| Daftar Tugas |
a: Menurut teks tentang Ambo Dalle, mengapa ia belajar tajwid kepada kakeknya? Jelaskan dalam satu sampai tiga kalimat.
b: Ubah bagian teks tentang Ambo Dalle yang dimulai dari "Tuesday, October 16, 2012" dan berakhir pada "di Desa Ujung.". Ganti "Sang Ibu" menjadi "ibunya".
c: Dalam teks tentang Ambo Dalle, siapa pemimpin Syarikat Islam (SI) pada masa itu?

| Dokumen Sumber |
Tuesday, October 16, 2012

Ambo Dalle


Ambo Dalle
a.  Masa Kecil
Pada masa kecilnya, Ambo Dalle mempelajari ilmu Agama dengan metode sorogan (system monolog), yaitu Guru membacakan Kitab, sememntara murid mendengar dan menyimak pembicaraan Guru. Pelajaran membaca dan menghafal Al-Qur’an ia peroleh dari bimbingan Bibi serta kedua Orang Tuanya, terutama Sang Ibu. Agar lebih fasih membaca Al-Qur’an, Ambo Dalle belajar tajwid kepada Kakeknya, Puang Caco, seorang Imam Masjid yang fasih membaca Al-Qur’an di Desa Ujung.
Selama menuntut ilmu, Ambo Dalle tidak hanya mempelajari ilmu-ilmu Al-Qur’an, seperti Tajwid, Qira’at Tujuh, Nahwu, Sharaf, Tafsir, dan Fikih saja, tapi ia juga mengikuti Sekolah Rakyat (Volk School) pada pagi serta Kursus Bahasa Belanda pada sore hari di HIS Sengkang dan belajar mengaji pada malam harinya.
Sementara itu, untuk memperluas cakrawala keilmuan, terutama wawasan modernitas, Ambo Dalle lalu berangkat meninggalkan Wajo menuju Kota Makssar. Di Kota ini, ia mendapat pelajaran tentang cara mengajar dengan metodologi baru melaluai Sekolah Guru yang diselenggarakan Syarikat Islam (SI). Pada saat itu, SI yang dipimpin oleh OS Cokroaminoto berda dalam masa kejayaan dan benar-benar membuka tabir kegelapan bagi wawasan social, politik, dan kebangsaan di seluruh Tanah Air.

Entri pelabelan posisi objek:

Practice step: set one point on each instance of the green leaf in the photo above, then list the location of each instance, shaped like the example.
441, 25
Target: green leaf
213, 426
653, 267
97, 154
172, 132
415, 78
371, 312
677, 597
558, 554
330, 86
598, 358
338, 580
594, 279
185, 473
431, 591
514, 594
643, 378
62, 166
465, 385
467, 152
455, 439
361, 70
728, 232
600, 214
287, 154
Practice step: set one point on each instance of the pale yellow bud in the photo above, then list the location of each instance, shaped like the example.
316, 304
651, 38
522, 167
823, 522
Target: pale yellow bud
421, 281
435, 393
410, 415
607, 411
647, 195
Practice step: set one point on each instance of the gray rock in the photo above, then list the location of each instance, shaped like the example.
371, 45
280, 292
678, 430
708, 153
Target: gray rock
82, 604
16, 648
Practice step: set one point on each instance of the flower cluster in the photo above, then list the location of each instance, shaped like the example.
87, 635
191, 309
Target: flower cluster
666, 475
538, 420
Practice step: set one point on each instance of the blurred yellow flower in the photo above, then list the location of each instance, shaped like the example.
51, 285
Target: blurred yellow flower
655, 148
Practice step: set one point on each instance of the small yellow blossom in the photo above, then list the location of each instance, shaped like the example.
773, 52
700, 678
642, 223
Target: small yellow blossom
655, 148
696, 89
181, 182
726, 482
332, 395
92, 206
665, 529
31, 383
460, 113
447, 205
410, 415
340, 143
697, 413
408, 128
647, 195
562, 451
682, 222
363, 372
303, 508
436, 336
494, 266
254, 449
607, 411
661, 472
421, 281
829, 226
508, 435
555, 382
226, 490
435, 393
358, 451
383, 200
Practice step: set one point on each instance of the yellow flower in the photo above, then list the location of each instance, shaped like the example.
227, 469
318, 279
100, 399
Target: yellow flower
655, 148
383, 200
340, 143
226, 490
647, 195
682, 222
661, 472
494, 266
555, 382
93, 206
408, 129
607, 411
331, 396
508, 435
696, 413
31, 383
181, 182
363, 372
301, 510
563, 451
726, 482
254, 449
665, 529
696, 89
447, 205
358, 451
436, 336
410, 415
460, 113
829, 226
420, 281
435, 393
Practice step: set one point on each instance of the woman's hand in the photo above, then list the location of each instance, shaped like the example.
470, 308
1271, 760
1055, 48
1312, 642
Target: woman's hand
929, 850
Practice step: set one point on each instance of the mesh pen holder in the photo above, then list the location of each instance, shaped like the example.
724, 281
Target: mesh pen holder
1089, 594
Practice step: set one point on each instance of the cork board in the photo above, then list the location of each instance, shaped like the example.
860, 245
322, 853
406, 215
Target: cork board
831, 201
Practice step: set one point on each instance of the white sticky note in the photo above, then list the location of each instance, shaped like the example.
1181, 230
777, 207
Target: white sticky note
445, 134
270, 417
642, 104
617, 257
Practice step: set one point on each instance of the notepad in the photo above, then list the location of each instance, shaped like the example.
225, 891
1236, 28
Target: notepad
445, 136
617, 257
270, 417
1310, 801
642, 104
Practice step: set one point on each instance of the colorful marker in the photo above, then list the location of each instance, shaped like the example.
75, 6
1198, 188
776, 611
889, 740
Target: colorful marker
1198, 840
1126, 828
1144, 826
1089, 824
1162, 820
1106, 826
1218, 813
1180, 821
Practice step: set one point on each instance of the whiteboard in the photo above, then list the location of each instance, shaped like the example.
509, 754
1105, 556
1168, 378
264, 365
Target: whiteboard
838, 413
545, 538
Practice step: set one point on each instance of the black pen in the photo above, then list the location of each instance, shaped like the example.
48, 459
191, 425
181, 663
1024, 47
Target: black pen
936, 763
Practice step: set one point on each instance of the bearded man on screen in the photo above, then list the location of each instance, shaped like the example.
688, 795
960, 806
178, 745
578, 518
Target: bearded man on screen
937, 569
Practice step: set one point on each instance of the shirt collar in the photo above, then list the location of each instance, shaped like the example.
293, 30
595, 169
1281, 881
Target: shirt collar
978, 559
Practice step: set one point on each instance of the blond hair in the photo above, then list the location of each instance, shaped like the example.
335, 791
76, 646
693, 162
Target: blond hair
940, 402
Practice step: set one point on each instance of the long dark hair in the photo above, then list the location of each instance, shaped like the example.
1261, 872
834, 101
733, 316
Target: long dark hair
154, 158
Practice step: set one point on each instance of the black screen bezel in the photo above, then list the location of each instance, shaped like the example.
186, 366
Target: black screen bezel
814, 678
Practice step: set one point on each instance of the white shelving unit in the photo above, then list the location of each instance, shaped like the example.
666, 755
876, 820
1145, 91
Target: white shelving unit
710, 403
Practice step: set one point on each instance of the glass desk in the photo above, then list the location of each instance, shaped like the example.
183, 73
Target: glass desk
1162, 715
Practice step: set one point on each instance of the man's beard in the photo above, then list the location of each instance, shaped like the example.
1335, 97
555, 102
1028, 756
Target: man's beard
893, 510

| Jawaban Tertulis |
a: Ambo Dalle belajar tajwid kepada kakeknya, Puang Caco, agar lebih fasih membaca Al-Qur’an. Puang Caco adalah seorang Imam Masjid yang fasih membaca Al-Qur’an di Desa Ujung.

b:
Tuesday, October 16, 2012

Ambo Dalle


Ambo Dalle
a.  Masa Kecil
Pada masa kecilnya, Ambo Dalle mempelajari ilmu Agama dengan metode sorogan (system monolog), yaitu Guru membacakan Kitab, sememntara murid mendengar dan menyimak pembicaraan Guru. Pelajaran membaca dan menghafal Al-Qur’an ia peroleh dari bimbingan Bibi serta kedua Orang Tuanya, terutama ibunya. Agar lebih fasih membaca Al-Qur’an, Ambo Dalle belajar tajwid kepada Kakeknya, Puang Caco, seorang Imam Masjid yang fasih membaca Al-Qur’an di Desa Ujung.

c: OS Cokroaminoto.